§ **Bagian Dokumen**:
########

07 Desember 2007

Peusijuek (Antara Ada dan Terlupakan Pada Masyarakat Aceh)

Oleh : Piet Rusdi

Pendahuluan
Kekhasan adat Aceh terletak pada nafas Islam yang terkandung didalamnya dan senyawa dengan struktur dan kultur bangsa Indonesia dalam wadah Bhinneka Tunggal Ika. Banyak adat dan budaya menjadi hilang karena masyarakatnya tidak memeliharanya lagi, sebaliknya adat istiadat dan kebudayaan sesuatu masyarakat akan terus lestari dan berkembang ditengah-tengah kaum yang mencintainya. Ada gejala bahwa masyarakat Aceh kini sedang mengalami resesi budaya yang cenderung meninggalkan adat istiadat Aceh.

Sebagai bukti, mesjid yang bermotifkan Aceh dan rumah tradisional Aceh, pada saat ini di mana-mana sukar di cari, karena mesjid dan rumah tradisional tersebut diganti dengan arsitektur yang tidak lagi menyentuh nilai etika dan estetika Aceh. Kemungkinan besar timbulnya resesi budaya di daerah identik dengan semakin meningkatnya gaya hidup yang global sehingga banyak diantara anggota masyarakat yang tidak lagi memahami logika, etika dan estetika adat dan budaya Aceh. Lebih parah lagi, masyarakat Aceh pada saat ini sudah banyak yang melupakan adat budayanya, mereka tidak lagi memiliki dan memakai barang pusaka adat seperti rencong (senjata), busana adat, aksesoris dan perlengkapan bermotifkan Aceh bahkan sudah mengalami dekadensi (kemunduran) tatakarama.

Melihat gejala di atas, maka diperlukan adanya tekad bahwa adat Aceh yang sudah mulai dilupakan perlu ditumbuh kembangkan kembali adat dengan berbagai upaya dan langkah dalam kehidupan keseharian masyarakat, sehingga nilai yang dikandungnya, yang sejak dahulu telah mentradisi akan terpatri kembali dalam hati sanubari masyarakat.

Konsep Peusijuek Pada Masyarakat Aceh
Pada masyarakat di Nanggroe Aceh Darussalam, adat istiadat telah memberikan tempat yang istimewa dalam perilaku sosial dan agama. Hal ini dibuktikan dengan ungkapan “Hukom ngon Adat Hanjeut cre Lagee zat Ngon Sifeut”. artinya adat dengan hukum syariat Islam tidak dapat dipisahkan (sudah menyatu) seperti zat dengan sifatnya. Diumpamakan seperti kuku dengan daging, sehingga kaidah Islam sudah merupakan bagian daripada adat.

Akan tetapi adat istiadat Aceh yang bernafaskan Islam sebelumnya banyak terdapat pengaruh Hindu. Hal ini terlukiskan pada zaman dahulu tatkala Aceh sebagai tempat persinggahan lalu lintas pelayaran internasional, dalam rangka hubungan perdagangan bahkan ada yang sampai menetap di Aceh.

########

Catatan data:
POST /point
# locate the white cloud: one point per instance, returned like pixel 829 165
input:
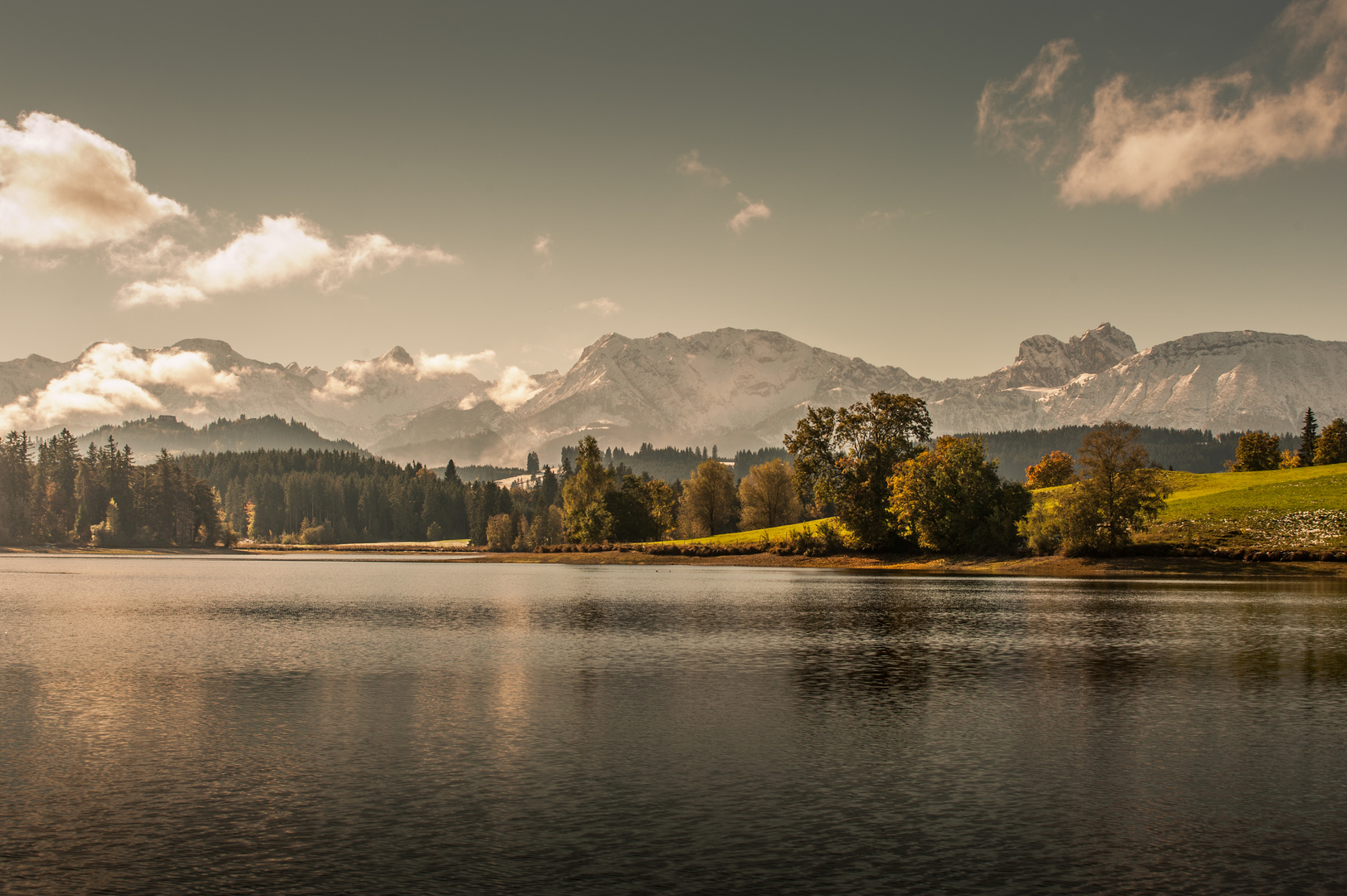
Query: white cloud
pixel 879 218
pixel 601 306
pixel 543 247
pixel 514 388
pixel 110 380
pixel 65 187
pixel 750 212
pixel 1154 147
pixel 278 251
pixel 166 293
pixel 693 166
pixel 1018 116
pixel 335 388
pixel 436 364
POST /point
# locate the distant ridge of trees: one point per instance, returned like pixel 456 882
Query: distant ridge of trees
pixel 672 464
pixel 486 473
pixel 242 434
pixel 1191 450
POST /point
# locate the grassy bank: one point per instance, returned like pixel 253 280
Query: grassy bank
pixel 1273 509
pixel 756 537
pixel 1290 509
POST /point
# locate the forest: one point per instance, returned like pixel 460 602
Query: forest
pixel 50 492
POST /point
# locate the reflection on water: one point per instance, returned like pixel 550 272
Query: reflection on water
pixel 210 725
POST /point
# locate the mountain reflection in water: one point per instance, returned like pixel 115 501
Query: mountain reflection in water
pixel 275 725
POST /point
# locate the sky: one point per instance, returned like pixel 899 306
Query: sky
pixel 920 185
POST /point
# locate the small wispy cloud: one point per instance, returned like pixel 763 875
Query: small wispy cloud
pixel 275 252
pixel 880 218
pixel 434 364
pixel 514 388
pixel 543 247
pixel 691 164
pixel 601 306
pixel 1152 147
pixel 750 212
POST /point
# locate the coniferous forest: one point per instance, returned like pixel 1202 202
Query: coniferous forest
pixel 53 492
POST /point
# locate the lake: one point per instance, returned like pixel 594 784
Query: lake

########

§ **Soal Singkat 1**: Dalam tulisan tentang peusijuek, apa arti ungkapan “Hukom ngon Adat Hanjeut cre Lagee zat Ngon Sifeut”?
§ **Soal Singkat 2**: Tuliskan lanjutan tulisan tentang peusijuek pada masyarakat Aceh, dimulai setelah kalimat terakhirnya.

§ **Jawaban Akhir 1**: Adat dengan hukum syariat Islam tidak dapat dipisahkan (sudah menyatu), seperti zat dengan sifatnya.

§ **Jawaban Akhir 2**:
Masuknya pengaruh Hindu ke dalam kebudayaan dan adat istadat Aceh, disebabkan karena pernah terjadi suatu hubungan yang luas antara Aceh dan India pada masa lampau. Sehingga ada beberapa kepercayaan dari masyarakat Aceh seperti peusijuek (tepung tawari), upacara boh gaca, (memberi inai), kanduri blang, (syukuran ke sawah), upacara peutron aneuk (turun anak) dan lain-lain dianggap bagian dari unsur budaya Hindu yang tidak pernah luntur dalam kehidupan masyarakat Aceh saat ini. Namun sejak masuknya Islam ke bumi Serambi Mekkah, upacara / kepercayaan tersebut telah disesuaikan dengan nuansa keIslaman. Segala sesuatu pekerjaan dimulai dengan bismillah dan doa selamat serta shalawat nabi.

Upacara Peusijuek disebut juga tepung tawari. Pada masyarakat Aceh upacara ini dianggap upacara tradisional simbolik dari permohonan keselamatan, ketentraman, kebahagiaan, perestuan dan saling memaafkan. Hampir sebahagian adat Aceh adanya prosesi upacara peusijuek. Seperti upacara perkawinan, sunat rasul, peusijuek meulangga (perselisihan), peusijuek pada bijeh (tanam padi), peusijuek tempat tinggai (rumah baru), peusijuek peudong rumoh (membangun rumah), peusijuek keurubeuen (hari raya kurban), aqiqah anak, peusijuek kenderaan (roda dua dan empat), peusijuek jak haji (naik haji), peusijuek puduk batee jeurat (pemasangan batu nisan bagi yang telah meninggal). Peusijuek Juga di lakukan tatkala adanya pergantian seorang pemimpin dari perangkat desa sampai gubernur bahkan setiap ada tamu kebesaran daerah juga adanya prosesi upacara peusijuek.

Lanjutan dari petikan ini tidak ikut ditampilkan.